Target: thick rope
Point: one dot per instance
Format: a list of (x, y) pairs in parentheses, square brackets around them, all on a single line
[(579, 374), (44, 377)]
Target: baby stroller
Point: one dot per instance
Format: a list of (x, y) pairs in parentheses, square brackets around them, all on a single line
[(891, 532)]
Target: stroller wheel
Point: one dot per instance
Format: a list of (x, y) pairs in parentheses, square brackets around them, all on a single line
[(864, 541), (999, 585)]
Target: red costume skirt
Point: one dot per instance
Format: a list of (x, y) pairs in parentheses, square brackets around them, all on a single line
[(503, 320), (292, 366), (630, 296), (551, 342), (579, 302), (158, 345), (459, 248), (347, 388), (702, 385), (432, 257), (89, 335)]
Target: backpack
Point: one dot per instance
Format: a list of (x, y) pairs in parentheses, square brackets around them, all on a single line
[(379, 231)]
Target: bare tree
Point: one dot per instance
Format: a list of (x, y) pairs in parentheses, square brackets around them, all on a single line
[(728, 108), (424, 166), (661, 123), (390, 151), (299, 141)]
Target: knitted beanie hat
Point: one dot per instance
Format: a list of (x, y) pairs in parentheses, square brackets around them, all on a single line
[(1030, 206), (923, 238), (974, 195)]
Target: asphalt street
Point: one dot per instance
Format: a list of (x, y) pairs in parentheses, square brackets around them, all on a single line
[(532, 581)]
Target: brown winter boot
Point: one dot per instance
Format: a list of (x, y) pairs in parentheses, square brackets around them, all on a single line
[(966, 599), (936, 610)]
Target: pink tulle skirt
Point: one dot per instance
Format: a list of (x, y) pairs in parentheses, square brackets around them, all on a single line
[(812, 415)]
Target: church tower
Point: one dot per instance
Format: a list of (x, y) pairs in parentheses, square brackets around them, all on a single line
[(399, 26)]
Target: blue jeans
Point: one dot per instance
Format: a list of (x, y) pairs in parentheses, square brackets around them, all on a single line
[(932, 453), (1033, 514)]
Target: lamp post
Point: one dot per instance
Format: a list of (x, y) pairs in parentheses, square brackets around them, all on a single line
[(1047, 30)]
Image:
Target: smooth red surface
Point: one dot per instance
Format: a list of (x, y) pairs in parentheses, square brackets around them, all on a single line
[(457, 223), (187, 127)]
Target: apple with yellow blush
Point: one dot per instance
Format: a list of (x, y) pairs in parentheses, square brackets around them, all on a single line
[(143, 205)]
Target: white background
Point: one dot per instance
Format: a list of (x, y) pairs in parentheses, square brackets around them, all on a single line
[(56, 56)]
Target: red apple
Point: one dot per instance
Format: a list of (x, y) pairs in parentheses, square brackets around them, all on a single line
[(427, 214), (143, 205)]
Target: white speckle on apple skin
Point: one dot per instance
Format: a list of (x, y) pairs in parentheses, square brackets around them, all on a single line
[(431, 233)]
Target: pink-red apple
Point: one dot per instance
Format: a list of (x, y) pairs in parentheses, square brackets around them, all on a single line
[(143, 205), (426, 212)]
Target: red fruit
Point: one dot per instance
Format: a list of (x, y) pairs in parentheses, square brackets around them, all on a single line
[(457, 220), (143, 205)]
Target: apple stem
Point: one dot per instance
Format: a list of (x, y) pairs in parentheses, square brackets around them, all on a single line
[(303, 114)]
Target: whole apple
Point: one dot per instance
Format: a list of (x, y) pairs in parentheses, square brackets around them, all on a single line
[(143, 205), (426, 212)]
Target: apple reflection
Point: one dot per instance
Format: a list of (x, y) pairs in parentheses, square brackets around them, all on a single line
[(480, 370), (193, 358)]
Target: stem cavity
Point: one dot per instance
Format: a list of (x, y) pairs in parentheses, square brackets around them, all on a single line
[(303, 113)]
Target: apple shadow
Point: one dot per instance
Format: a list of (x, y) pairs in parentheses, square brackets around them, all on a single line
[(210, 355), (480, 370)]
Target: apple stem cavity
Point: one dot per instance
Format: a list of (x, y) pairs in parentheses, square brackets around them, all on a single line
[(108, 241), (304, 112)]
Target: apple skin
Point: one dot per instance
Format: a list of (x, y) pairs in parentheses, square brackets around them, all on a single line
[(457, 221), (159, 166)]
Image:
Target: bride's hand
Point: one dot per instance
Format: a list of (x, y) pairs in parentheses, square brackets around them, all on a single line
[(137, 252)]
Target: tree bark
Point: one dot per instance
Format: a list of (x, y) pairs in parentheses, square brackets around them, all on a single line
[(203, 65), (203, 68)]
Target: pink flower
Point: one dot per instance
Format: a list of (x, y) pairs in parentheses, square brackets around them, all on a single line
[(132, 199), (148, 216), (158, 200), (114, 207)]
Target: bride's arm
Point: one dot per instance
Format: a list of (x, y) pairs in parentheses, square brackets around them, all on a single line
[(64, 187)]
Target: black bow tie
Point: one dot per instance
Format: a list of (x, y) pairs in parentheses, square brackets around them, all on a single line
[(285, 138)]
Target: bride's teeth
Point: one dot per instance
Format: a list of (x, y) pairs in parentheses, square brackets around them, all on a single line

....................

→ What to produce
Every line from the one containing "Target: bride's teeth" through the end of the entries above must be echoed exactly, with both ends kept.

→ Task output
Target: bride's teeth
Point: one dot per instance
Format: a list of (x, y) pairs in parentheses, square brackets around them, all on a single line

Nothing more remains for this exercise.